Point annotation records
• • •
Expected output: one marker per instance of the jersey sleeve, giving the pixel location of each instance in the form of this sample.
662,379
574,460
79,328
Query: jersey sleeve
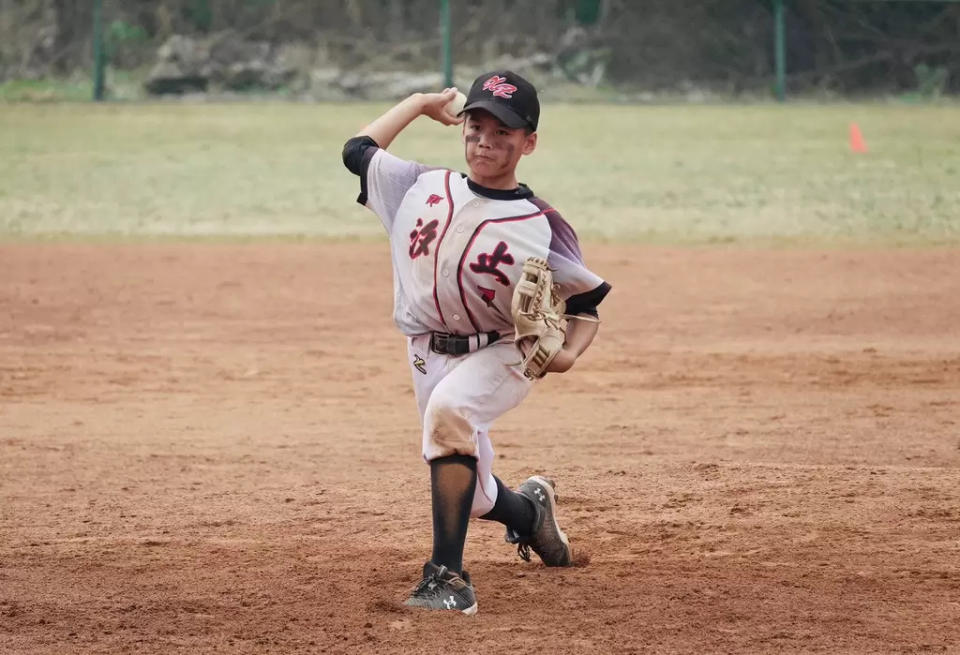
583,289
384,178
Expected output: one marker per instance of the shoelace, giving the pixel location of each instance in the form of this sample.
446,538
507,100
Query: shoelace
523,550
430,584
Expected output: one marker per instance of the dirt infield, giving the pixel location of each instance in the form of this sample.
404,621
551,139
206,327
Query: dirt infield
214,447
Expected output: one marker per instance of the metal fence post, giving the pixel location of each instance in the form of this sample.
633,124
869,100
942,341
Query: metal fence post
99,59
780,50
445,29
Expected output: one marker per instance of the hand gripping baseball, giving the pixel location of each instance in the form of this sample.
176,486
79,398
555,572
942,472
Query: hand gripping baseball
538,316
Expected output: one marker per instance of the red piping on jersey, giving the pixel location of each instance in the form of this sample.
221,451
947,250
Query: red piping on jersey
508,219
436,250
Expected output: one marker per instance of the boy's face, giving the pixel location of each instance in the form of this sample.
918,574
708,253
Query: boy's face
491,148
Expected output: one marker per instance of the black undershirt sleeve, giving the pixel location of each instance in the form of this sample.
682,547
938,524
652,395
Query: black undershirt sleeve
586,303
357,153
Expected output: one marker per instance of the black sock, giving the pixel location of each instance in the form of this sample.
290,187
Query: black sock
453,480
514,510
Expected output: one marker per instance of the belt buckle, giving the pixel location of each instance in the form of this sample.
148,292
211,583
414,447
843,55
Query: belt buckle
438,342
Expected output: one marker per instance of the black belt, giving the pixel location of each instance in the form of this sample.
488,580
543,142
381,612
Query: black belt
453,344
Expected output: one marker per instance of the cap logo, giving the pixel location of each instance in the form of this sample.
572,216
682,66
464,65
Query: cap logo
497,86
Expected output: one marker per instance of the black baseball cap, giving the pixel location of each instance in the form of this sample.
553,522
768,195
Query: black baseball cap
506,95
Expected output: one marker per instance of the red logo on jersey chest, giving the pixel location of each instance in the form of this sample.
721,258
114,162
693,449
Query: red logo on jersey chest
487,295
498,86
489,263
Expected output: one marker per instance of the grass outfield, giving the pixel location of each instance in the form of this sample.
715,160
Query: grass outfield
667,174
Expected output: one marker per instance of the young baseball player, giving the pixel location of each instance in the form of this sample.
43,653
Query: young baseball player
459,244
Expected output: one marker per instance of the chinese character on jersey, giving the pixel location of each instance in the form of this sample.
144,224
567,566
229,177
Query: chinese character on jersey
489,263
422,237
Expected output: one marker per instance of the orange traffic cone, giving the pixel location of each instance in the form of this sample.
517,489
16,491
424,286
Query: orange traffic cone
857,144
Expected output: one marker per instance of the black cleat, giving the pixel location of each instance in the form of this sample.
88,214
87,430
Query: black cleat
442,589
547,539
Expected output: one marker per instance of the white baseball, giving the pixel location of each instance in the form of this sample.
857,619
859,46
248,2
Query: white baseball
454,106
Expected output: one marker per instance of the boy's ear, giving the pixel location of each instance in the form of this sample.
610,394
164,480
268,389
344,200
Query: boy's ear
529,143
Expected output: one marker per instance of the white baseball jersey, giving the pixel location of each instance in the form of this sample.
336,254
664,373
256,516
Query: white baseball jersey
459,248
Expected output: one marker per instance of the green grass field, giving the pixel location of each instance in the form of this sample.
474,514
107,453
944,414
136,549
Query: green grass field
666,174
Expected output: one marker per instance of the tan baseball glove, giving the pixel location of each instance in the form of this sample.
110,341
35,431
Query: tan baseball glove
538,316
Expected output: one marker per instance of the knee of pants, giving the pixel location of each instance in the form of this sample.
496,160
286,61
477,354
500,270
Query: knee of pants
447,431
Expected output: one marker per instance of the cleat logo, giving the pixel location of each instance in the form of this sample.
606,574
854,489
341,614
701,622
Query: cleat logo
419,364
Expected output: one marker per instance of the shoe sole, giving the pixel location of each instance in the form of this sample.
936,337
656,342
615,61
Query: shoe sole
470,611
551,494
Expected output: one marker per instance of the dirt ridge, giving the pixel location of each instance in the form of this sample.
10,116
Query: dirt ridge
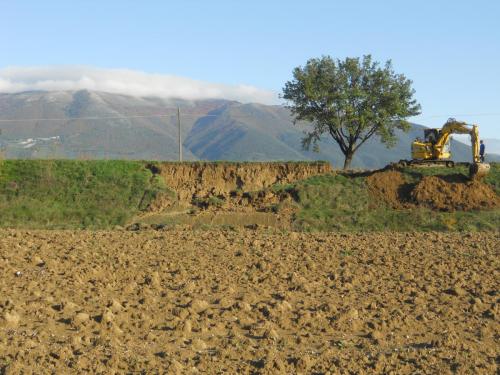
439,193
201,180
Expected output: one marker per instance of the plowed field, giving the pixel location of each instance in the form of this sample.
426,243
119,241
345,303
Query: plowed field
185,301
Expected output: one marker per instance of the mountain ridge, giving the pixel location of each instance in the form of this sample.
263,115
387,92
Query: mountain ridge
94,124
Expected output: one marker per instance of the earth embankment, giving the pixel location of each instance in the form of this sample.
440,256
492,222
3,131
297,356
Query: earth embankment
438,192
201,180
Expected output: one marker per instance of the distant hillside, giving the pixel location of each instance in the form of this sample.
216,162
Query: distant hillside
492,145
93,127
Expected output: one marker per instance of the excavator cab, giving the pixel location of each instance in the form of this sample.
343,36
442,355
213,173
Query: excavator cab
434,150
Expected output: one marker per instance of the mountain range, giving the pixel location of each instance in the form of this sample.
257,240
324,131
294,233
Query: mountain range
89,125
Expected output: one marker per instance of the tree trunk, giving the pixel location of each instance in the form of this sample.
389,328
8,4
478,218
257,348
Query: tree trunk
348,159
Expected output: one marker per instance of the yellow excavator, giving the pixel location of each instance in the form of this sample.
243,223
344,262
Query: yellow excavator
434,149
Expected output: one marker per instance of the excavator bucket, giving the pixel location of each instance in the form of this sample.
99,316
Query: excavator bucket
478,171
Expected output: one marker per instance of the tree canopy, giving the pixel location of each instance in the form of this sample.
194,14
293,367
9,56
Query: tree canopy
351,100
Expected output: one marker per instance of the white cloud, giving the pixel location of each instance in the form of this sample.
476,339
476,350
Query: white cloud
125,81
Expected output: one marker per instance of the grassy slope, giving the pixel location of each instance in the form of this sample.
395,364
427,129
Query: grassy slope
102,194
72,194
343,203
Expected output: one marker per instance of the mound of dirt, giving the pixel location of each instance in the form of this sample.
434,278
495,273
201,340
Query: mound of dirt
389,187
203,180
438,194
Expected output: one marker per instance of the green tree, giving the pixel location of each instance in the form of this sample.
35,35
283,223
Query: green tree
351,100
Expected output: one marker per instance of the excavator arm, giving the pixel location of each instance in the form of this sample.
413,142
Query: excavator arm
436,150
453,126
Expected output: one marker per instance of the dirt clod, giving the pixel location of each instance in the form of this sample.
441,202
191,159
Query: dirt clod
440,193
286,309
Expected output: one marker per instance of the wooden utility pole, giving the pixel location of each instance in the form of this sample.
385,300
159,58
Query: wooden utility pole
179,129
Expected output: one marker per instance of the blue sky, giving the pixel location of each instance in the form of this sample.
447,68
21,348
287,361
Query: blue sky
450,49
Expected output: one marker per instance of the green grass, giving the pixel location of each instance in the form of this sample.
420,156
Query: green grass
73,194
102,194
340,203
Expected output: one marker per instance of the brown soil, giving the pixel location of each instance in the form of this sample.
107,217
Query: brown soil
246,301
441,193
201,180
438,194
388,187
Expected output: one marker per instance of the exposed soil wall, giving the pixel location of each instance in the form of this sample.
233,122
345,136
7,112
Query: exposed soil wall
440,193
201,180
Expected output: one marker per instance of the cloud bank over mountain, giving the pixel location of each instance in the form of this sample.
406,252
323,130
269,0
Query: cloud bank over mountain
125,81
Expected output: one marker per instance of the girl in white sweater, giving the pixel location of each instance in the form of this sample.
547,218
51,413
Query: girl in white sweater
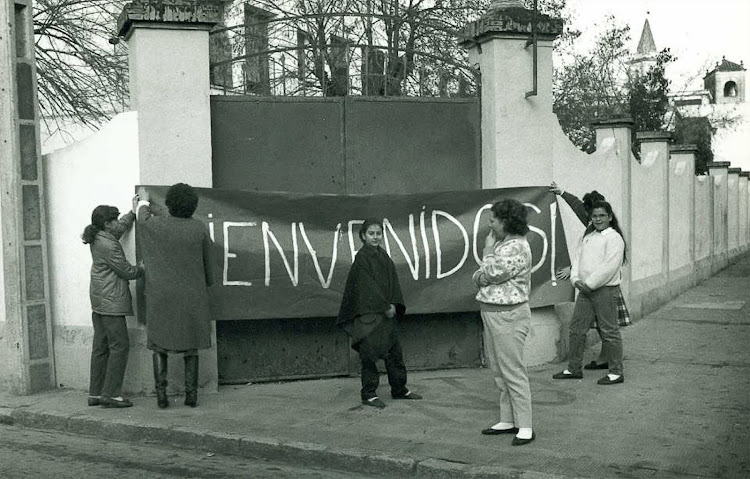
596,274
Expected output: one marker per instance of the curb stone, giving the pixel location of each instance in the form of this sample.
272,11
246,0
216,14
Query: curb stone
260,447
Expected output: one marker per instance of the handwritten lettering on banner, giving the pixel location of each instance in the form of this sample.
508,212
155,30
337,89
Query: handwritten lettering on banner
287,255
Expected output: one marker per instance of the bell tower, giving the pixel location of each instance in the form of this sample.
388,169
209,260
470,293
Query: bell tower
726,82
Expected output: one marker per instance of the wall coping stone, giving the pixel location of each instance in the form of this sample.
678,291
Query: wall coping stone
683,148
718,164
613,122
654,136
171,14
509,20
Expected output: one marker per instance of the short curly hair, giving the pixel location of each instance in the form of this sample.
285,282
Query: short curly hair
181,200
369,222
513,215
590,198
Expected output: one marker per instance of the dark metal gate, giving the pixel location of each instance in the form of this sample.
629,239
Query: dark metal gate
342,145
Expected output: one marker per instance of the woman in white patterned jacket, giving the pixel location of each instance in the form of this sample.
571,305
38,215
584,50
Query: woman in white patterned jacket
504,282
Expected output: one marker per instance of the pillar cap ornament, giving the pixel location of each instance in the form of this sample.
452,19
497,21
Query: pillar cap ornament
509,18
683,148
201,14
654,136
619,121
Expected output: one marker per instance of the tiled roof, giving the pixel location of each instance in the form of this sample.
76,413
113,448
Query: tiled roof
727,66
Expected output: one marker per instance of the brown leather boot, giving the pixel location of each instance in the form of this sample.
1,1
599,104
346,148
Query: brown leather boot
160,379
191,381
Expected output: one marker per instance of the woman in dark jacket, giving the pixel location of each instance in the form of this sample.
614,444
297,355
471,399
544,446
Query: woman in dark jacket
177,250
370,309
110,303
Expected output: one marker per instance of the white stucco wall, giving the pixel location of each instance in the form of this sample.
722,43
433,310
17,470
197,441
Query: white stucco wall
704,216
169,88
102,169
681,174
604,172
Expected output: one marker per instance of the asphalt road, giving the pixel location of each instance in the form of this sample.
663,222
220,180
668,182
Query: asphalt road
29,453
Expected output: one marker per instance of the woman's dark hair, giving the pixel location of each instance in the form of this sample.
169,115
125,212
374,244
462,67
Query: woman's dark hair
181,200
613,223
99,216
513,215
590,198
369,222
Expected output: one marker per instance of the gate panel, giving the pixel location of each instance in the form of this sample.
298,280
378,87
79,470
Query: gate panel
337,145
264,144
412,145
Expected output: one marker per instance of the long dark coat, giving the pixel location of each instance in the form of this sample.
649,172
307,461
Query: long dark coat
179,270
371,287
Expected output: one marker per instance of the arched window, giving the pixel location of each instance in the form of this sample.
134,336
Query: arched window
730,88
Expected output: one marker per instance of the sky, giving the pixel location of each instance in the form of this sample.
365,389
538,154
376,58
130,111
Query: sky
698,32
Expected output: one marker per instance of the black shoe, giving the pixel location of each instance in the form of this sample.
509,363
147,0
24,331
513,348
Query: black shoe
605,380
562,375
494,432
374,402
408,395
594,365
116,403
517,441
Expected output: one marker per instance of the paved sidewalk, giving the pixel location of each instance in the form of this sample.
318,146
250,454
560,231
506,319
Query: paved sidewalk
683,411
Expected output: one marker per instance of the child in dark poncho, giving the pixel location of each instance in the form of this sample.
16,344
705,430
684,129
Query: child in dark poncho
370,309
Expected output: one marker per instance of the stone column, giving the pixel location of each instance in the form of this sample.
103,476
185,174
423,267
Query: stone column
26,353
719,172
517,131
169,87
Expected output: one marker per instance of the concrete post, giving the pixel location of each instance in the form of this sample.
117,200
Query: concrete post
169,87
615,134
650,216
719,172
681,217
170,91
517,130
733,212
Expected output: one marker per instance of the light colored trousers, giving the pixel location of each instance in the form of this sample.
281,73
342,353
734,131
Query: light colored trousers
505,332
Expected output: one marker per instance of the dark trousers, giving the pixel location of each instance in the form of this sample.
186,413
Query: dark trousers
382,343
109,355
602,305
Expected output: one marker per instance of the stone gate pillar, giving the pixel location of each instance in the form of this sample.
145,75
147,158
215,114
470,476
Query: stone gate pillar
26,355
169,87
517,129
170,91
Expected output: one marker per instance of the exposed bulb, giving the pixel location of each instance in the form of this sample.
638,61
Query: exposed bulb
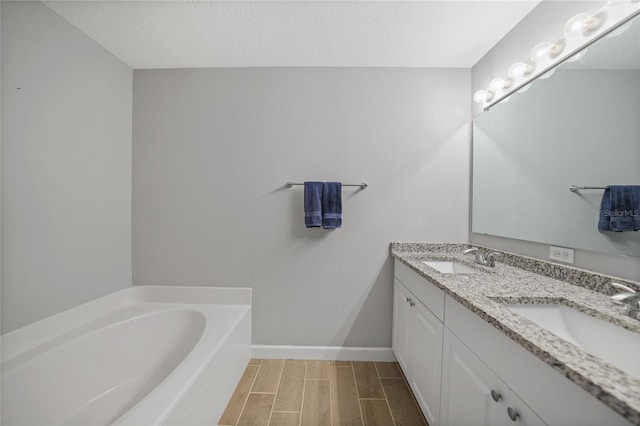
620,30
539,52
521,69
556,48
584,23
593,22
524,88
480,96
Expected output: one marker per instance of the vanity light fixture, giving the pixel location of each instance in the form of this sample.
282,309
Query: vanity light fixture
521,69
584,26
500,83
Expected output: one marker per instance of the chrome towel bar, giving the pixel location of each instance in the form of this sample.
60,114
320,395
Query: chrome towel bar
361,185
574,188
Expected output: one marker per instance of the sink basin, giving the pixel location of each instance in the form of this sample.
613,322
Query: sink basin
450,267
611,343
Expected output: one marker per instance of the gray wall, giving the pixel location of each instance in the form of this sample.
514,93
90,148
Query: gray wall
213,149
66,166
544,23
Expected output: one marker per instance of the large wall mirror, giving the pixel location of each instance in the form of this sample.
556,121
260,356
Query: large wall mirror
579,126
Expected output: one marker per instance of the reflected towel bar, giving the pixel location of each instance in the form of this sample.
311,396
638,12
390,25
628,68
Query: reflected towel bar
361,185
574,188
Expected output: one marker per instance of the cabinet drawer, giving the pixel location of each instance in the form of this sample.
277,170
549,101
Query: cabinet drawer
428,294
556,399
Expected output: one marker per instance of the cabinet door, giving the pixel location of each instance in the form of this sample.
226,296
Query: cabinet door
401,316
519,414
467,386
425,340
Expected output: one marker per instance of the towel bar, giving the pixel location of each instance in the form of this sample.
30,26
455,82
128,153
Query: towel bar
574,188
361,185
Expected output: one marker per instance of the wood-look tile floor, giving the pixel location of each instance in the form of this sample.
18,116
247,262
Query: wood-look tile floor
322,393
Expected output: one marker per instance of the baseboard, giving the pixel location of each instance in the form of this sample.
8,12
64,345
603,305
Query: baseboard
338,353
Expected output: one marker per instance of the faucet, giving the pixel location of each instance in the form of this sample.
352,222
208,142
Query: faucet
630,298
482,258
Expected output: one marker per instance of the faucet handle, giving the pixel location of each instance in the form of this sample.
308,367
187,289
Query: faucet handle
628,299
622,287
491,258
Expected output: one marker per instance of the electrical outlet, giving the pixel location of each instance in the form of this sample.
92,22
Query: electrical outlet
561,254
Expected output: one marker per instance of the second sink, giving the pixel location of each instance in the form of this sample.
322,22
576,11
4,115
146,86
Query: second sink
613,344
448,267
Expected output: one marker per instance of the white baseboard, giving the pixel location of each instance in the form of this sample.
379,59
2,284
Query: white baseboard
338,353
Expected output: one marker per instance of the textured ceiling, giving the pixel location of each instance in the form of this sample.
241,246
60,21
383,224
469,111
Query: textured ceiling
179,34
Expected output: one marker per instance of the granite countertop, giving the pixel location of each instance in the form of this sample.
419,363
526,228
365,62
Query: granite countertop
484,294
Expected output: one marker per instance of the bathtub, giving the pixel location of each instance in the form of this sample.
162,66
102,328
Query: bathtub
146,355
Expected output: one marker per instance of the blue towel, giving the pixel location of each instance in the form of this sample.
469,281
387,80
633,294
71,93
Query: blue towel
623,212
313,204
332,205
604,223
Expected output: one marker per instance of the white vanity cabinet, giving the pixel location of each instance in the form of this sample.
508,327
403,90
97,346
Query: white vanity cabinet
453,362
473,395
417,341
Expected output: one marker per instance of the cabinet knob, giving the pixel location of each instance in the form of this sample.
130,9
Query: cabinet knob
513,414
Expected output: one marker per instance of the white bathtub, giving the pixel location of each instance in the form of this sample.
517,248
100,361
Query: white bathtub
140,356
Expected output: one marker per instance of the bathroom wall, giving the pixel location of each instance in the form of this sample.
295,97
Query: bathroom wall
213,149
544,23
66,166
• • •
(THE TASK): Give back exactly the lines that run from the line with "Expected output: one marker per instance of the textured" through the close of the material, counting both ends, and nothing more.

(RESULT):
Expected output: one marker per instance of the textured ceiling, giving the pixel location of each instance in the form of this sample.
241,246
60,21
383,224
469,111
Query: textured ceiling
179,34
Expected output: one marker per instance of the granite countertop, giving the pixel location of each instance in the form of this sample.
419,363
526,228
365,62
Query: granite countertop
484,294
Expected output: one marker per instance of the bathtub, giving the pixel location of each instance in the form of this sample.
162,66
102,328
Query: bathtub
146,355
Expected output: one marker per instance of the blue towel, giving the pixel location of each instance in the form of this sample.
469,281
387,80
633,294
71,93
Query: blue towel
623,212
313,204
332,205
604,223
Expected output: one marker per instance of the white vanity cabinet, giving the pixel location of each instance in the form of this sample.
508,327
403,90
97,346
Query: white vanity cabinet
453,362
473,395
417,341
Expected output: one marker per instance of the cabinet knob, giving the pixel location of each instance in the form of this sample.
130,9
Query: cabinet knob
513,414
Expected output: one marker per instance of the white bathtub, giving the pixel location of each instance in the form of this sample.
517,248
100,361
Query: white bathtub
140,356
Expected output: one marker per instance of the bathroom wall, giving the pixel location of each instance in the form of this sample.
295,97
Query: bathroom wall
213,149
544,23
66,166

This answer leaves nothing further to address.